• _Work to complete_: Set every record down verbatim and omit the pictures.

• _Records shown_:
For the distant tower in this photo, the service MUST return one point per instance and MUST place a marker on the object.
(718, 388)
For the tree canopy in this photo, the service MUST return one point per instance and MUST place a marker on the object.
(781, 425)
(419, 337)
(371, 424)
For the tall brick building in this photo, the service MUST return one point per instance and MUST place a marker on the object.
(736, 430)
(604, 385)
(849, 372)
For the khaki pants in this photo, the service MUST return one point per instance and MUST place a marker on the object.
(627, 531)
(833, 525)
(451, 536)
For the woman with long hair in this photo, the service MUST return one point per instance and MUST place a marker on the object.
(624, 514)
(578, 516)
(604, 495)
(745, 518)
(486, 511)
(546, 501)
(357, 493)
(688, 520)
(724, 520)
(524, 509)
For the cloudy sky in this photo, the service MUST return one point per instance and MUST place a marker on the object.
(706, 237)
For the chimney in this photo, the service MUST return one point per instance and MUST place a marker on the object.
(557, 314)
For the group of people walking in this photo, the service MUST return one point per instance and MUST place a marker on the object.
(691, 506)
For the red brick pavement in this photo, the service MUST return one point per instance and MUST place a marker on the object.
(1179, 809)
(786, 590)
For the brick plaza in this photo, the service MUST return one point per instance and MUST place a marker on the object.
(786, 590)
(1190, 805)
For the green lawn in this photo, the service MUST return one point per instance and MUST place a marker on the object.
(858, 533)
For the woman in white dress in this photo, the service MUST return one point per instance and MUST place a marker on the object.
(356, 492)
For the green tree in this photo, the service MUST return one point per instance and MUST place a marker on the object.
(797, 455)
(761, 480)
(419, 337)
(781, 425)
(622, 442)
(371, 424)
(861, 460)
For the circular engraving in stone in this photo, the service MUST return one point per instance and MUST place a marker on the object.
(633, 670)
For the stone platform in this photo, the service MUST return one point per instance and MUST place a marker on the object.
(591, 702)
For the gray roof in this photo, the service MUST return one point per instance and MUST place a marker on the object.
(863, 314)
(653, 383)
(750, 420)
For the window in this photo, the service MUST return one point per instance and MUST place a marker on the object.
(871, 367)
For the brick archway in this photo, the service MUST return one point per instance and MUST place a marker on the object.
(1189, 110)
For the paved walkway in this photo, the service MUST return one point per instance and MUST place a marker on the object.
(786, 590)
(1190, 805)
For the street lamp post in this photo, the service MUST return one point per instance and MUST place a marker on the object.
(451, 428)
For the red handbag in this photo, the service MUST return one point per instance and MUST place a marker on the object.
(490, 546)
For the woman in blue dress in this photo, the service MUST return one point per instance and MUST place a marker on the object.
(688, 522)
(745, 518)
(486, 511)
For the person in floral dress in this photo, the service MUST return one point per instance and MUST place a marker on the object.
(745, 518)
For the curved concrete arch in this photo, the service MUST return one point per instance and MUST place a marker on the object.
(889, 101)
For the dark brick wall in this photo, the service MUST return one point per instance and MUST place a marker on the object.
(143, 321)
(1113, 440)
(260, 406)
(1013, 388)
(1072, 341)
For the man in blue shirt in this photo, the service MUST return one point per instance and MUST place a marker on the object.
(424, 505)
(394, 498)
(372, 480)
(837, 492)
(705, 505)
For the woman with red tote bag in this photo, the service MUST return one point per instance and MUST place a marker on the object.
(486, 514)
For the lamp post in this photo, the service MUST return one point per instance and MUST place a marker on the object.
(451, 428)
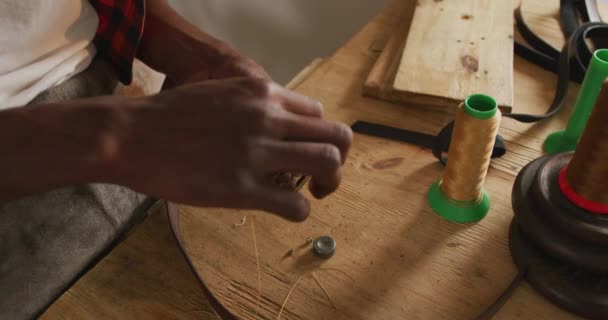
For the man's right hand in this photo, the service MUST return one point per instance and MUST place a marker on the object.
(218, 143)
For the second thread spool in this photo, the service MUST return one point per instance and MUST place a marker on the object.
(458, 196)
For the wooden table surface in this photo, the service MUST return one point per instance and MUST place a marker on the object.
(397, 258)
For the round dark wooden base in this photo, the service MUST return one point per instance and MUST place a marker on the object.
(574, 289)
(552, 223)
(561, 247)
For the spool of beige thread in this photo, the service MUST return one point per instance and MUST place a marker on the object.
(459, 196)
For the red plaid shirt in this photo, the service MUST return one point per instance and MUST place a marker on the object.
(121, 24)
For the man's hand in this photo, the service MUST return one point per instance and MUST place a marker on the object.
(230, 66)
(217, 143)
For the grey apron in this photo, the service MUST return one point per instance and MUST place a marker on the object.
(49, 240)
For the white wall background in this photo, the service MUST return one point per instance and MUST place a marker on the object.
(282, 35)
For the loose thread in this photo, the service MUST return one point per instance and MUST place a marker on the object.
(240, 224)
(257, 261)
(295, 284)
(314, 275)
(293, 287)
(469, 156)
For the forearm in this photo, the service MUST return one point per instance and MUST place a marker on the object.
(172, 45)
(51, 146)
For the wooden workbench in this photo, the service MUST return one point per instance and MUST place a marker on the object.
(398, 259)
(407, 263)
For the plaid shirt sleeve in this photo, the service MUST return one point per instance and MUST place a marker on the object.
(121, 24)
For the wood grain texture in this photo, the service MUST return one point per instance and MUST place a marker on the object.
(407, 262)
(379, 82)
(456, 48)
(146, 277)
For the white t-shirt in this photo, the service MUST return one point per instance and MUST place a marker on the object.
(42, 43)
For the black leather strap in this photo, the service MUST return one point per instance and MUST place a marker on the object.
(440, 144)
(571, 65)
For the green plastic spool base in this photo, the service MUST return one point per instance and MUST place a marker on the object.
(456, 211)
(566, 140)
(558, 142)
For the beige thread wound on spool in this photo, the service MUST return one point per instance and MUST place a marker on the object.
(469, 156)
(587, 172)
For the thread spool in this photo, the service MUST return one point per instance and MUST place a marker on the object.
(459, 196)
(559, 236)
(587, 174)
(566, 140)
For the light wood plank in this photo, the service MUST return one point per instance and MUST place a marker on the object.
(456, 48)
(407, 262)
(379, 82)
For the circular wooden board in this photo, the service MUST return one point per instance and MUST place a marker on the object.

• _Exercise solution_:
For the distant tower in this photo, the service MUST return one point per instance and MUST place a marker on the object.
(718, 388)
For the tree canopy in this photo, the service MUST return one point per instance and MUST place a marker on the object.
(781, 425)
(419, 337)
(371, 424)
For the tall brick building in this photo, the service MUST return one point per instance and MUST place a marker on the object.
(736, 430)
(604, 385)
(849, 372)
For the khaki pants in this photo, the service MUST return one point per instance and MUST place a marker on the object.
(627, 531)
(833, 525)
(451, 536)
For the woman with long hair in this photo, the service MUST return one point per instance and MUST place a marker on the object.
(624, 514)
(578, 516)
(604, 495)
(745, 518)
(486, 511)
(546, 501)
(357, 493)
(688, 520)
(724, 520)
(524, 509)
For the cloudy sky in this photo, the service MUST return one point per instance and MUST place a marker on the object.
(706, 237)
For the chimney in this photo, the service MUST return one point per instance and MUST place a marker on the object.
(557, 314)
For the group of people walking in this photo, the service MUST return one point per instance and MUST place a marker on the object.
(691, 506)
For the red brick pavement in this photo, the service MUST return one point per instance and MUST place a marker on the object.
(1179, 809)
(786, 590)
For the brick plaza in this photo, the service MUST return one point per instance and MUST place a marker on the object.
(786, 590)
(1190, 805)
For the green lawn in this photo, the service MUST return one point per instance and MUST place a marker on the object.
(858, 533)
For the woman in white dress in this photo, the service MUST return one point per instance and MUST place a marker on the object.
(356, 492)
For the green tree in this photo, the service MUST return one point per instance and MUST place a marker on the object.
(797, 455)
(761, 480)
(419, 337)
(781, 425)
(622, 442)
(371, 424)
(861, 460)
For the circular engraving in stone in this photo, the service MUST return one point per instance and MUST place a marker on the object.
(633, 670)
For the stone platform in this photo, the service MUST return one point per instance and MUST place a marker on the object.
(591, 702)
For the gray roof in this photo, the service MUST return one point per instance and MUST place a marker on the object.
(863, 314)
(653, 383)
(750, 420)
For the window in this photo, the service MUST return one point per instance and MUST place a marker on the object.
(871, 367)
For the brick archway in this photo, the service MUST return one point per instance and MUST place a marker on the object.
(1189, 110)
For the paved walkway in this photo, the service MUST return one point per instance and MUST place a marker on the object.
(786, 590)
(1190, 805)
For the street lamp post in this photo, the service MUST return one point per instance and MUST place a marker on the object.
(451, 428)
For the red handbag in this photo, the service MUST return one point per instance and MUST place a marker on the object.
(490, 546)
For the woman in blue dress in this photo, the service MUST return one point per instance and MUST place a marker on the object.
(688, 522)
(745, 518)
(486, 511)
For the person in floral dress in this photo, the service MUST return one point per instance and MUST place a marker on the object.
(745, 518)
For the curved concrete arch in this photo, the service MUST return one point per instance and MUST place a marker on the object.
(889, 101)
For the dark brick wall in this photo, the service MUST return one point per instance and MUST place a marker on the object.
(143, 321)
(1113, 440)
(260, 406)
(1013, 388)
(1072, 341)
For the man in blue shirt in this photo, the service MUST return one point per instance and MUST place a marker on the object.
(424, 505)
(394, 498)
(372, 480)
(837, 492)
(705, 505)
For the woman with red tote bag in this photo, the service MUST return one point per instance and MUST place a marker on the object.
(486, 514)
For the lamp post in this photo, the service MUST return one point per instance and MUST place a marker on the object.
(451, 428)
For the man's right hand in this photo, the service MUST return one point per instance and MUST place a marker on the object.
(218, 143)
For the second thread spool in this photo, the service MUST return one point per instance and MUST place a marker on the object.
(458, 196)
For the wooden table surface in this photo, the service MUST return one point per instance and MUST place a marker on the object.
(397, 258)
For the round dark wooden base in this photo, the service MUST return one point per instance and MUST place a marker on the object.
(574, 289)
(552, 223)
(561, 247)
For the spool of beige thread in this photo, the service MUST return one point per instance and MUST place a marker on the object.
(459, 196)
For the red plaid shirt in this photo, the service MUST return one point per instance and MUST place a marker on the object.
(121, 24)
For the man's hand in this photo, the service MUST return one point per instance and MUST place a marker on the object.
(230, 66)
(217, 143)
For the grey apron in this photo, the service MUST return one point per instance and MUST place a marker on the object.
(49, 240)
For the white wall background in this photo, the service MUST return one point per instance and MUST place a marker on the object.
(282, 35)
For the loose thread in this photo, the service MUST return one point per instance and MUST place a marker on the object.
(240, 224)
(257, 261)
(295, 284)
(314, 275)
(293, 287)
(469, 156)
For the forearm in this photo, the service MUST return one point per instance and MUST place a marker on the object.
(172, 45)
(51, 146)
For the wooden workbench in this photo, the service MUST return one point per instance and MUST place a marker on the object.
(398, 259)
(407, 263)
For the plaid shirt sleeve in this photo, the service MUST return one point per instance and MUST place a marker on the object.
(121, 24)
For the wood grain texture in this photo, the service MUST return one point per instance and MUST place a marker on the object.
(407, 262)
(379, 82)
(456, 48)
(146, 277)
For the white t-shirt in this photo, the service MUST return one point per instance and MUST place a marker on the object.
(42, 43)
For the black leather strap in this photo, the service MUST return one point per instance and MUST place a marker on the object.
(440, 144)
(571, 65)
For the green plastic spool base in this photo, the service MUST return one point per instance and MUST place a marker on the object.
(456, 211)
(566, 140)
(558, 142)
For the beige thread wound on spool in this photo, the service MUST return one point per instance and MUST place a marker on the object.
(469, 156)
(587, 172)
For the thread spool in this photo, the service MUST return one point per instance and MUST place a marker on the object.
(459, 196)
(559, 236)
(587, 174)
(566, 140)
For the light wood plank in this photo, the service MUST return one point per instance and MUST place a marker on the object.
(456, 48)
(407, 262)
(379, 82)
For the circular wooden board in this photo, the service MUST return one point per instance and MUST place a marker on the object.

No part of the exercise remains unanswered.